Exercícios:
**a)** Liste todas as pessoas citadas pelo nome no texto sobre o Infuse.
**b)** Prossiga com o texto sobre o Infuse a partir do ponto em que ele termina.

A Agência de Alimentos e Remédios norte-americana (Food and Drug Administration, o FDA), aprovou o Infuse em 2002 para utilização num pequeno trecho da base da coluna. O resultado dos testes tinha revelado que outras aplicações do produto possivelmente trariam efeitos colaterais nocivos. Desde o princípio, cirurgiões implantaram o Infuse de formas não autorizadas pelo FDA – inclusive para tratar lesões em vértebras do pescoço e crânios.
O uso de um produto por um médico de maneiras não aprovadas pelo FDA é legalizado, mas é vedado aos fabricantes promoverem o chamado “uso extrabula”. Em sua nota ao ICIJ, a Medtronic enfatizou que só promove o uso de seus produtos no âmbito aprovado e negou que médicos sejam pagos para usar ou promover seus produtos de formas não-autorizadas.
No entanto, ex-funcionários alegam, em processos contra a empresa, que os representantes e consultores de venda da Medtronic participaram de uma campanha promocional para fazer os médicos usarem Infuse de formas não indicadas na bula, em outros procedimentos de coluna. Os melhores vendedores faturavam gordas comissões, conforme Bobbie Vaden, ex-contadora da divisão de produtos para coluna, disse em uma entrevista: “Eles ficavam martelando que era para ‘vender mais, vender mais, vender mais’”, recordou ela.
Uma amiga de Vaden, a ex-gerente sênior de viagens Jacqueline Kay Poteet, disse em outra entrevista que seu trabalho consistia em marcar viagens de médicos a resorts e estimular sua fidelidade com presentes como relógios Rolex. “Quando eu conseguia passagem de primeira classe, eu era amiga deles”, disse Poteet. “Depois, não eram mais meus amigos.”
Um dos clínicos com os quais ela trabalhou foi David Polly Jr., ex-chefe da ortopedia no que se chamava então Walter Reed Army Medical Center em Washington. Poteet disse ter marcado viagens de classe econômica para Polly palestrar sobre procedimentos de coluna no Caribe e na Europa. A Medtronic também pagou a Polly quase 600 mil dólares de 2003 a 2005, segundo um livro-caixa entregue aos investigadores do Senado norte-americano.
Atualmente professor na Universidade de Minnesota, Polly não respondeu quando pedimos seus comentários a respeito, mas documentos mostram que ele prestou consultoria e deu cursos para a Medtronic. Em outra ocasião, Polly declarou ao New York Times que os pagamentos da Medtronic não influenciaram suas decisões médicas.
Ele também usou Infuse extrabula para tratar de soldados feridos no Afeganistão e no Iraque, segundo a ação de denúncia de atos ilícitos. Em 2004, Polly e dois outros cirurgiões publicaram um relatório positivo sobre uma grade absorvível utilizada junto ao Infuse para tratar das costas dos soldados e de outros pacientes. O FDA havia aprovado o uso dessas grades, mas não na coluna, pois eram incapazes de aguentar grande peso.

Dados fornecidos:
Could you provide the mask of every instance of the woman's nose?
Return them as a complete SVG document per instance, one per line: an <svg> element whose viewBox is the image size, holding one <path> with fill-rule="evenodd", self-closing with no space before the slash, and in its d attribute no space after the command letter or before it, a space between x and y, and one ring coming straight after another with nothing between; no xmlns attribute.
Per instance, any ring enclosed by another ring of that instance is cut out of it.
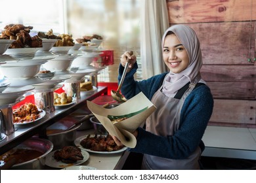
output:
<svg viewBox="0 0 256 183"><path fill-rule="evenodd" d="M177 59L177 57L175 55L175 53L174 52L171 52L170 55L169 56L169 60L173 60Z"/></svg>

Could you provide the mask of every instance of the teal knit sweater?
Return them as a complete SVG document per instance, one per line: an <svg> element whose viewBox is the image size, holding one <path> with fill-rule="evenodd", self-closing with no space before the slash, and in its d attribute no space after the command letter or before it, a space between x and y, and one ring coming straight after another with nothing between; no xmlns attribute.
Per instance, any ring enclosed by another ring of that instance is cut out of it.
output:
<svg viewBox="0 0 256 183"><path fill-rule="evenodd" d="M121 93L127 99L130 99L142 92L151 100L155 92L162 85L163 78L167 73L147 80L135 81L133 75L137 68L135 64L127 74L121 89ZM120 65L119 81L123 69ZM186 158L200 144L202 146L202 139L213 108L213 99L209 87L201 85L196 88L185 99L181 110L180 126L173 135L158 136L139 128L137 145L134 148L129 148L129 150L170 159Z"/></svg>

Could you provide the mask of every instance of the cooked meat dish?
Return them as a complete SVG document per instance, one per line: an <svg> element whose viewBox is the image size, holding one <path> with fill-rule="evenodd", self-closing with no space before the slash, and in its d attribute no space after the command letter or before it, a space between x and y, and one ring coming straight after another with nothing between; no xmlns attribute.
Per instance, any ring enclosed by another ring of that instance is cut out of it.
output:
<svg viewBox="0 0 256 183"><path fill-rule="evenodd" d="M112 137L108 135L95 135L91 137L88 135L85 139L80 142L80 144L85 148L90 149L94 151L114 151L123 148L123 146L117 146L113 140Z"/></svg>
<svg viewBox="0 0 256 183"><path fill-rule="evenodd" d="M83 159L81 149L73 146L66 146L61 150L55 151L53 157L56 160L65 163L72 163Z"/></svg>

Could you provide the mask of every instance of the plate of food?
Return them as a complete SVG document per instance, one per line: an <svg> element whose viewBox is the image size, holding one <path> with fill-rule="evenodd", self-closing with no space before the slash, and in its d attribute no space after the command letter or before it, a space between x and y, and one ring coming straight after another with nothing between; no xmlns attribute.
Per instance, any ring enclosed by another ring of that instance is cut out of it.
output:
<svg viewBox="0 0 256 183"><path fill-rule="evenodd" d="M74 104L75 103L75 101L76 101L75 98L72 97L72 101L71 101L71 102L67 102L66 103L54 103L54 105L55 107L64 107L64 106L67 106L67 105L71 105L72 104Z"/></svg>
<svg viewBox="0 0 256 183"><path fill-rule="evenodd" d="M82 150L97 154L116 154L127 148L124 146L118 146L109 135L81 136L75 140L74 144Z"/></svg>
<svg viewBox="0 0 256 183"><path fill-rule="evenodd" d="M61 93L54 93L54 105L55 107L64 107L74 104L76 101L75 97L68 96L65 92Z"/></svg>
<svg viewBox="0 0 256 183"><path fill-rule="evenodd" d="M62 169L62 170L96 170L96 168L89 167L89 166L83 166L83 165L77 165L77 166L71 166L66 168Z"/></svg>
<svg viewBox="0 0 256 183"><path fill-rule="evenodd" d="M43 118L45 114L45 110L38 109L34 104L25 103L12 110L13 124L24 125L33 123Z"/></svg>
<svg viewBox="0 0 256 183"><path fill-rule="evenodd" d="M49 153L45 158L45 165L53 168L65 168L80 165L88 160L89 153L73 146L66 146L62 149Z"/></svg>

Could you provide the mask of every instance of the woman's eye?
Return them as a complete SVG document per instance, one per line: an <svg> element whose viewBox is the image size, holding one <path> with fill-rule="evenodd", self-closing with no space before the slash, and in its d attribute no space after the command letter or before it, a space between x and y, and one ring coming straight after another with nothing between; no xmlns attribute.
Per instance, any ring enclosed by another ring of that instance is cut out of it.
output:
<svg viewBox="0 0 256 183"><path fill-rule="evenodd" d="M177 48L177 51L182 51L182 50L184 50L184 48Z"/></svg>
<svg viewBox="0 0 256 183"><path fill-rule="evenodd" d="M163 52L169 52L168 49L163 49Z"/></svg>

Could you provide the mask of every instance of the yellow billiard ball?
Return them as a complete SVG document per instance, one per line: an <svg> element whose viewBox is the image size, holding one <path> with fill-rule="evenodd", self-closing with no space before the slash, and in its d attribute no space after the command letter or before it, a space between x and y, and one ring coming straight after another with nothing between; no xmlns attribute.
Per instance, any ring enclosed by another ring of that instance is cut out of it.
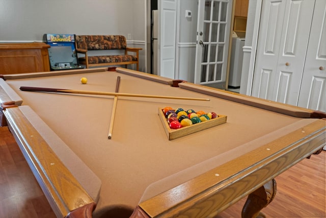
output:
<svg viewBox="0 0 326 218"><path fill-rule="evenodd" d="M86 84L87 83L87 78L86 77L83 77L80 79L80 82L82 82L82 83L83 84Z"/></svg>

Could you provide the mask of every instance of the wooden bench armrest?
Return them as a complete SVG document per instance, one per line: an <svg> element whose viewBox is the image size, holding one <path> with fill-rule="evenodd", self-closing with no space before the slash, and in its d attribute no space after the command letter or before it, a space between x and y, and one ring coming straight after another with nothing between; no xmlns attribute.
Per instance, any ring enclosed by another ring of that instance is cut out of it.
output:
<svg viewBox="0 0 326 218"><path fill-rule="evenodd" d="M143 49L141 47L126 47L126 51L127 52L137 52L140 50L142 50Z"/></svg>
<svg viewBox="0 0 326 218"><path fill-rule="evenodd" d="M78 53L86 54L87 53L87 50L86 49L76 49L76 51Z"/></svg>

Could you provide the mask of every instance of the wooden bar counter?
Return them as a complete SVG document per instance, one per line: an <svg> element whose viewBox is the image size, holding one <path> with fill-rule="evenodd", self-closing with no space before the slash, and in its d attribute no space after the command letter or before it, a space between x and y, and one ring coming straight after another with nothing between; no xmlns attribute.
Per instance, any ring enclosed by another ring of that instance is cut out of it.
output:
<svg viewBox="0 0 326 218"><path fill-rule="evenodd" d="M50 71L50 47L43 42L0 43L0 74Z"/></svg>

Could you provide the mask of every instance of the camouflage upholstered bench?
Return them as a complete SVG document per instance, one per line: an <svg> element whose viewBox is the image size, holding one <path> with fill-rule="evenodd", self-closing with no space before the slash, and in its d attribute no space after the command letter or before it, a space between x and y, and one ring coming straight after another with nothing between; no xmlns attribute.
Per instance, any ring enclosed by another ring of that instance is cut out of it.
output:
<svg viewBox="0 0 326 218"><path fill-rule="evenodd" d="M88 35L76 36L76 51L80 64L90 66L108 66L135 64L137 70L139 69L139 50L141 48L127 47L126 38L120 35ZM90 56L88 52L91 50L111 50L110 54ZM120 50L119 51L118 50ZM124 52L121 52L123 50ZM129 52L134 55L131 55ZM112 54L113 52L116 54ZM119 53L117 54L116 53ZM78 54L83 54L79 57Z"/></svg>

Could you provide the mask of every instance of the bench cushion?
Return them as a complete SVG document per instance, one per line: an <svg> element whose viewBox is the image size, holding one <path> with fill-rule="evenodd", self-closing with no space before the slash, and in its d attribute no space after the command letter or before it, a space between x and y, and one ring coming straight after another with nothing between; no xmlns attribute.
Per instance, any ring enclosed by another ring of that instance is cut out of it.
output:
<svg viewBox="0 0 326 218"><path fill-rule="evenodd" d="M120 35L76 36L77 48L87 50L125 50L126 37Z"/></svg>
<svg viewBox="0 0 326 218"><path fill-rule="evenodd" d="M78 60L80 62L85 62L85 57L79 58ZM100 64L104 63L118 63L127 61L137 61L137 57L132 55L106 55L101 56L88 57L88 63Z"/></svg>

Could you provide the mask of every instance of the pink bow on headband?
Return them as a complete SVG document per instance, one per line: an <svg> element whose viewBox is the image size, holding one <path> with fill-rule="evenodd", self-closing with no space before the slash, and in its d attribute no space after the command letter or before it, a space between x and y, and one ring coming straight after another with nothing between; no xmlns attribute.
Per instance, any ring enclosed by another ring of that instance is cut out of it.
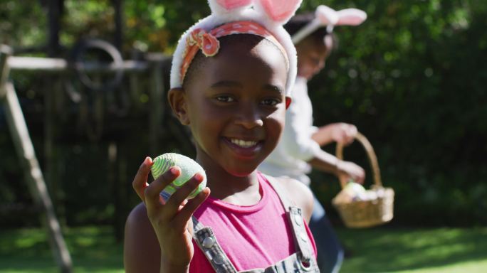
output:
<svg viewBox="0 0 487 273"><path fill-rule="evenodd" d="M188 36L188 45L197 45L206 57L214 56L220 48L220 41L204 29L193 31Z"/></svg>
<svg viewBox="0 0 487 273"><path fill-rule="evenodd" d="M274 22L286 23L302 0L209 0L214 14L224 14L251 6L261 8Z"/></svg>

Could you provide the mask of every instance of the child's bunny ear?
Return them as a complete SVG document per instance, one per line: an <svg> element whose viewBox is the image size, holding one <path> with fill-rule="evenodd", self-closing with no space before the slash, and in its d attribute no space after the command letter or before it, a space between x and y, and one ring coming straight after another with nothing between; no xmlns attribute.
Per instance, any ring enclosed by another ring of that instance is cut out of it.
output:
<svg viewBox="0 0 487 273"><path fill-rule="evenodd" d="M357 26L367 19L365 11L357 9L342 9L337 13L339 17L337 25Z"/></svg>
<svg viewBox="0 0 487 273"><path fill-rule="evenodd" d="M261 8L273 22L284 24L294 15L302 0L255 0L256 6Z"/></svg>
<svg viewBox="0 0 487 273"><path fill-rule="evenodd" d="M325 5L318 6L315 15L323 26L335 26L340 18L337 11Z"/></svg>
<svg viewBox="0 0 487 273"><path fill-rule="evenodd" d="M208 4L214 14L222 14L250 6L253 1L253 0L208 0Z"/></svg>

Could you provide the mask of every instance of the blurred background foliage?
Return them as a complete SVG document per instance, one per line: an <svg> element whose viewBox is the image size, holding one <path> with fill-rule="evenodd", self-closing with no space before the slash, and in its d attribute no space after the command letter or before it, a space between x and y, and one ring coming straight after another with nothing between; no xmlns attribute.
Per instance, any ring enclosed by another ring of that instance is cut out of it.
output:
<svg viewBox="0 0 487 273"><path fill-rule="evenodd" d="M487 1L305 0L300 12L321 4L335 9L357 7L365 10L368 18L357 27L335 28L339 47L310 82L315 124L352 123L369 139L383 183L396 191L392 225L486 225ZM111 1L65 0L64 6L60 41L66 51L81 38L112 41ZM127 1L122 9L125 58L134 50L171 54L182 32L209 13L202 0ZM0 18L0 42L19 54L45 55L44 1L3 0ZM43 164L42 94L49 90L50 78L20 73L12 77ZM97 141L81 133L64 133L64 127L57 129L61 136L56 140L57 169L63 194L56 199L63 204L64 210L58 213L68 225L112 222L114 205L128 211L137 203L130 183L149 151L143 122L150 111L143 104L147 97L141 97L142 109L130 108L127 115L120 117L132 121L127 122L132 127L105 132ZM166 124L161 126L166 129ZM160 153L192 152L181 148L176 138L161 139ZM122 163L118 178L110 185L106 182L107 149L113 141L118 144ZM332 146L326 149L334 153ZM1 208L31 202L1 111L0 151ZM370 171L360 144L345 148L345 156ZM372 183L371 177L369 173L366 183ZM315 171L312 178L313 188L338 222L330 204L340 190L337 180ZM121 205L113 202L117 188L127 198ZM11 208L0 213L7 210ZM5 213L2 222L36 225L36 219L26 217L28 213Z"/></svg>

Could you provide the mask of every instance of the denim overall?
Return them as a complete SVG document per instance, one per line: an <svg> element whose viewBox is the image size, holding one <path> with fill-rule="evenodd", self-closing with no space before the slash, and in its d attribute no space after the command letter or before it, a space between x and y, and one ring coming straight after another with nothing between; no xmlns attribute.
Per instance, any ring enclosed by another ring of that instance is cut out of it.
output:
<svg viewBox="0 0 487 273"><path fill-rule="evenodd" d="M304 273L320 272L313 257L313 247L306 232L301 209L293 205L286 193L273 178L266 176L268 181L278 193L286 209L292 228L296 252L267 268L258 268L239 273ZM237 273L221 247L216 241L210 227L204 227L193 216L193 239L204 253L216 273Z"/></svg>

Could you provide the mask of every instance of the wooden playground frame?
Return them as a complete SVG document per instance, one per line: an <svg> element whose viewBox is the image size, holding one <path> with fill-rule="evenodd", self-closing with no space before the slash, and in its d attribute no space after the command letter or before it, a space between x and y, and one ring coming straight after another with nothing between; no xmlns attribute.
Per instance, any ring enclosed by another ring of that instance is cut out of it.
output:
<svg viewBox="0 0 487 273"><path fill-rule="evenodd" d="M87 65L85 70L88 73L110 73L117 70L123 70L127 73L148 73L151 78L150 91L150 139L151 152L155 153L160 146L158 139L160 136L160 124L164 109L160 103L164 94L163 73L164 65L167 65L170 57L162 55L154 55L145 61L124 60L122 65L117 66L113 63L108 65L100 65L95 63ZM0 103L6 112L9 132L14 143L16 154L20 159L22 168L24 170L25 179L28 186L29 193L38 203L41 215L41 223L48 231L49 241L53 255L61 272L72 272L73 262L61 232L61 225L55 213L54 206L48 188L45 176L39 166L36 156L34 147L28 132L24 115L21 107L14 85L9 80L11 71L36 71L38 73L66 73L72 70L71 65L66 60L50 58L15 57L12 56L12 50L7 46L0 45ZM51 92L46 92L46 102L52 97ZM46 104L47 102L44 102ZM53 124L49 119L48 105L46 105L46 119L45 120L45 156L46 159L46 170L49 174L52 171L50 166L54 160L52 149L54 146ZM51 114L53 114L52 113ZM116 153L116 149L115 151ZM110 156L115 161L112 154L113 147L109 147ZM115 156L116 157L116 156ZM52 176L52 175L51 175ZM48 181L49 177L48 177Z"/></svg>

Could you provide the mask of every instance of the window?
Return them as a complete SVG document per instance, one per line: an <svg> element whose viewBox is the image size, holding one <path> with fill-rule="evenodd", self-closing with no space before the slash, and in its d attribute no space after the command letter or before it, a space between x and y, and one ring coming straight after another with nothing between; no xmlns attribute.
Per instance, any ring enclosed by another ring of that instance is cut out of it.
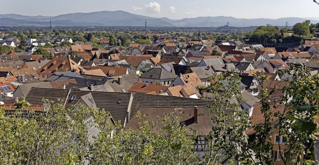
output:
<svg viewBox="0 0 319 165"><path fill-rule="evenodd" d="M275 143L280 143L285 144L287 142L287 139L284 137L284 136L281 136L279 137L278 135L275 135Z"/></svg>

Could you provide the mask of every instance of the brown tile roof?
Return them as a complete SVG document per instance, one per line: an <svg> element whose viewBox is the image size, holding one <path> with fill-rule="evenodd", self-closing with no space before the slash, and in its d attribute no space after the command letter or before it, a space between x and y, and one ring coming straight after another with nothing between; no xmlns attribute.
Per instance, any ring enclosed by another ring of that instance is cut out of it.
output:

Respostas:
**a)** Bobbie Vaden, Jacqueline Kay Poteet e David Polly Jr.

**b)**
Embora seja permitido aos médicos utilizar dispositivos aprovados pelo FDA extrabula, neste caso os cirurgiões não pediram permissão antes de realizar a pesquisa, conforme levantado por oficiais do Exército.
Em 2008, outro dos três cirurgiões, Timothy Kuklo, publicou um estudo sobre soldados feridos tratados com Infuse no hospital Walter Reed. O estudo foi corrigido depois que o Exército notificou o periódico médico de que Kuklo havia listado diversos cirurgiões como coautores sem que tivessem conhecimento disso. A pesquisa também exagerava os benefícios do Infuse, reportou o New York Times, citando investigadores do Exército. A Medtronic revelou posteriormente que pagara a Kuklo quase 800 mil dólares em serviços de consultoria de 2001 a 2009.
Kuklo não respondeu aos pedidos de entrevista. Seu ex-advogado, Henry Dane, disse que uma vistoria não encontrou provas suficientes para concluir que qualquer resultado do estudo tenha sido fraudado. O Exército também não respondeu aos contatos da reportagem.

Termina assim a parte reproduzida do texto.